- [Short problem]
Turn the listing below into a numbered list, one line per item, and drop any blank lines.

- [Data lines]

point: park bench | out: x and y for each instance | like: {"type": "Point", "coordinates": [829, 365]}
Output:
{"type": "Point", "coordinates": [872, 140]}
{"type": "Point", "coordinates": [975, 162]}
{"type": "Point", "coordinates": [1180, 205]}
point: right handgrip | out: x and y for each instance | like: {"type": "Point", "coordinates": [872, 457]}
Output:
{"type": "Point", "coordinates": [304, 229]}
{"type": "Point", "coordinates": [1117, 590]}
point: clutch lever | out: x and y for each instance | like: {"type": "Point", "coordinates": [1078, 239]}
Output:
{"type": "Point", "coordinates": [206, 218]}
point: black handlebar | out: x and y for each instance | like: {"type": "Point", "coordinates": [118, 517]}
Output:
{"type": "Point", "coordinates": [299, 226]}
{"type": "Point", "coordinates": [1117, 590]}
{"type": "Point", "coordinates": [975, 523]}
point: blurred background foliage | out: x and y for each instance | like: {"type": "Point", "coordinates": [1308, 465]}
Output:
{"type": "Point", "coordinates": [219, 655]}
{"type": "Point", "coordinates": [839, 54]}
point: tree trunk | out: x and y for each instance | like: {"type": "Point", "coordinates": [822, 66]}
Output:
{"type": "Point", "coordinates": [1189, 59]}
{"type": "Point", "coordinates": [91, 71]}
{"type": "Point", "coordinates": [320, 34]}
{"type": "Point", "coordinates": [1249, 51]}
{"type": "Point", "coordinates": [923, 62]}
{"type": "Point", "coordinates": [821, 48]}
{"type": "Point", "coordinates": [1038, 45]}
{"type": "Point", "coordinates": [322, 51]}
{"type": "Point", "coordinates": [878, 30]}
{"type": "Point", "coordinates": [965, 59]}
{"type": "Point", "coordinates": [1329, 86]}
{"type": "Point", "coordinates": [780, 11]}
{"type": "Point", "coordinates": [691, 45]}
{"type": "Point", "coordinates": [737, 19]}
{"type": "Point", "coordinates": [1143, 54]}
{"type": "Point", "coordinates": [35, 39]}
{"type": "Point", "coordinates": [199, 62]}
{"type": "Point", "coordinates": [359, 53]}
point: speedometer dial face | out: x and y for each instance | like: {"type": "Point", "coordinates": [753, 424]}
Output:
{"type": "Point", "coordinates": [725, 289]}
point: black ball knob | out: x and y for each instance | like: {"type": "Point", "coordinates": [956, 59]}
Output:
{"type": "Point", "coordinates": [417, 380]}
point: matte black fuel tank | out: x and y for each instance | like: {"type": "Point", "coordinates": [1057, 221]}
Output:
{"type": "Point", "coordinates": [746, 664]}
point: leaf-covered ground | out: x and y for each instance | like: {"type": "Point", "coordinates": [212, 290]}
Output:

- [Full response]
1. point: park bench | out: x and y for each instance | like: {"type": "Point", "coordinates": [829, 365]}
2. Output:
3. {"type": "Point", "coordinates": [872, 140]}
4. {"type": "Point", "coordinates": [975, 162]}
5. {"type": "Point", "coordinates": [1180, 205]}
6. point: right handgrip | out: x and y for each instance | like: {"type": "Point", "coordinates": [872, 457]}
7. Output:
8. {"type": "Point", "coordinates": [304, 229]}
9. {"type": "Point", "coordinates": [1117, 590]}
10. point: clutch lever | out: x and y for each instance | like: {"type": "Point", "coordinates": [1078, 239]}
11. Output:
12. {"type": "Point", "coordinates": [206, 218]}
13. point: black handlebar | out: x and y for each instance | like: {"type": "Point", "coordinates": [118, 517]}
14. Output:
15. {"type": "Point", "coordinates": [299, 226]}
16. {"type": "Point", "coordinates": [1117, 590]}
17. {"type": "Point", "coordinates": [975, 523]}
18. point: blurred background foliage | out: x and y for each instance | like: {"type": "Point", "coordinates": [1308, 465]}
19. Output:
20. {"type": "Point", "coordinates": [219, 655]}
21. {"type": "Point", "coordinates": [839, 54]}
22. point: tree trunk | out: x and y for each instance | like: {"type": "Point", "coordinates": [822, 66]}
23. Output:
24. {"type": "Point", "coordinates": [1189, 59]}
25. {"type": "Point", "coordinates": [91, 71]}
26. {"type": "Point", "coordinates": [320, 34]}
27. {"type": "Point", "coordinates": [1249, 51]}
28. {"type": "Point", "coordinates": [923, 62]}
29. {"type": "Point", "coordinates": [821, 48]}
30. {"type": "Point", "coordinates": [1038, 45]}
31. {"type": "Point", "coordinates": [322, 51]}
32. {"type": "Point", "coordinates": [878, 30]}
33. {"type": "Point", "coordinates": [965, 59]}
34. {"type": "Point", "coordinates": [1329, 86]}
35. {"type": "Point", "coordinates": [780, 11]}
36. {"type": "Point", "coordinates": [691, 45]}
37. {"type": "Point", "coordinates": [737, 19]}
38. {"type": "Point", "coordinates": [1143, 54]}
39. {"type": "Point", "coordinates": [35, 39]}
40. {"type": "Point", "coordinates": [199, 62]}
41. {"type": "Point", "coordinates": [359, 53]}
42. point: speedometer dial face | out: x and y for each instance | like: {"type": "Point", "coordinates": [753, 424]}
43. Output:
44. {"type": "Point", "coordinates": [725, 289]}
45. point: black ball knob | out: x and y for each instance | like: {"type": "Point", "coordinates": [956, 59]}
46. Output:
47. {"type": "Point", "coordinates": [417, 380]}
48. point: matte black fuel tank | out: x and y for each instance | like: {"type": "Point", "coordinates": [1057, 221]}
49. Output:
50. {"type": "Point", "coordinates": [746, 664]}
51. point: leaf-covered ground | out: x and y for each instance | like: {"type": "Point", "coordinates": [212, 290]}
52. Output:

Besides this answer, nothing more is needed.